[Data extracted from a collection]
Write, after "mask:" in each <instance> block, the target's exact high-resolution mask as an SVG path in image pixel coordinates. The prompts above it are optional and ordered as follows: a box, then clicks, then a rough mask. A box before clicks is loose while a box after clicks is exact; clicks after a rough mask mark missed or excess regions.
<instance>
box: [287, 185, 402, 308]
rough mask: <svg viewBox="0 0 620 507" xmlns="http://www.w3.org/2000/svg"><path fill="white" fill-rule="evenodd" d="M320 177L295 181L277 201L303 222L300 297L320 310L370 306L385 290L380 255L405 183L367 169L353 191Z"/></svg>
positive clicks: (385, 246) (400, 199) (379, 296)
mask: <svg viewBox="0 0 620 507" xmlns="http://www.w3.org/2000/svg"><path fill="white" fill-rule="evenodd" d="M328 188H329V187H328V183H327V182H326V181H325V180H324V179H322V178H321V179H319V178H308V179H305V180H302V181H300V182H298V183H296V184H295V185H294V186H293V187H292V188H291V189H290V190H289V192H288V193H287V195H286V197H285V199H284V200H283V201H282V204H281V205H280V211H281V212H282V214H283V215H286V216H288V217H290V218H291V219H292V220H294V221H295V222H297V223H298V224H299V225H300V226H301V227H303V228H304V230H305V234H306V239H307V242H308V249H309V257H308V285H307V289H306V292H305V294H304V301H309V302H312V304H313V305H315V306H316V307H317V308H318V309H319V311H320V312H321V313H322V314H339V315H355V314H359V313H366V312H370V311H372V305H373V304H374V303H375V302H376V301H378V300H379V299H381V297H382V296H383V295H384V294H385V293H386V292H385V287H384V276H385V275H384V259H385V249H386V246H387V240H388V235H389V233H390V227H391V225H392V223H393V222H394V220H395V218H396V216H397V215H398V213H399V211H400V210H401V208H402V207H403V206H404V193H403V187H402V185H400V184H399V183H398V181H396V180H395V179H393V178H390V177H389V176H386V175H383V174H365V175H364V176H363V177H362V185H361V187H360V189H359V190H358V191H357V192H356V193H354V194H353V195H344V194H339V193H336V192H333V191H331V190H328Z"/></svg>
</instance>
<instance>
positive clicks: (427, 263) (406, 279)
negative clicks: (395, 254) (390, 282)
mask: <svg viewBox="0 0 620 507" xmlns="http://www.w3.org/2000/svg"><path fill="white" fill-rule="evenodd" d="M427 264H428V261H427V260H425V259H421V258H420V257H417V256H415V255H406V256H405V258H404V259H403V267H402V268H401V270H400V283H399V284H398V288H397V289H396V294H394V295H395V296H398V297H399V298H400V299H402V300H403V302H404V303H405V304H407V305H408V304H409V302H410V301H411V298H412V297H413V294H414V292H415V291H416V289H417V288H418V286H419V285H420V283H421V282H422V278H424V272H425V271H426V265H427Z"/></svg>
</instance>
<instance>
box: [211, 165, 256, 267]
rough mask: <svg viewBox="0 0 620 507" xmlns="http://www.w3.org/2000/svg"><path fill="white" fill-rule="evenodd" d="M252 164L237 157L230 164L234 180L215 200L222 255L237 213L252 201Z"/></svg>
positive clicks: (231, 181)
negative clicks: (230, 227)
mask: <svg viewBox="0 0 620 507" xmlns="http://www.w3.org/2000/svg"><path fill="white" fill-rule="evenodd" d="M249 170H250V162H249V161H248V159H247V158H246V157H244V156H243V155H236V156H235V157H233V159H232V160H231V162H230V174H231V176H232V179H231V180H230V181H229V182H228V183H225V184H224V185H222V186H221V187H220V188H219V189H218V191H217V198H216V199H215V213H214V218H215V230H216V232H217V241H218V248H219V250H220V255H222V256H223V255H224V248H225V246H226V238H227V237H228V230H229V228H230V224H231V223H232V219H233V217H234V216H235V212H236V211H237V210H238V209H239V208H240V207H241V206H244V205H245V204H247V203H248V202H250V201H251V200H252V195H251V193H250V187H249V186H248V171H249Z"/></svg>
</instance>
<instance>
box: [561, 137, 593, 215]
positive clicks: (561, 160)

Instructions for the task:
Scan the entries above for the word "rough". Report the lines that hold it.

Response to this task:
Write, after "mask:" in each <instance> block, the target's exact high-resolution mask as an SVG path in image pixel coordinates. The prompts above it are optional and ordered as follows: a box, then clicks, then a rough mask. A box before clicks is loose while a box after clicks is exact; clicks after a rough mask mark missed or excess regions.
rough mask: <svg viewBox="0 0 620 507" xmlns="http://www.w3.org/2000/svg"><path fill="white" fill-rule="evenodd" d="M320 177L295 181L277 201L303 222L300 297L320 310L370 306L385 290L380 255L405 183L367 169L353 191Z"/></svg>
rough mask: <svg viewBox="0 0 620 507" xmlns="http://www.w3.org/2000/svg"><path fill="white" fill-rule="evenodd" d="M252 164L237 157L230 164L234 180L215 200L222 255L237 213L252 201Z"/></svg>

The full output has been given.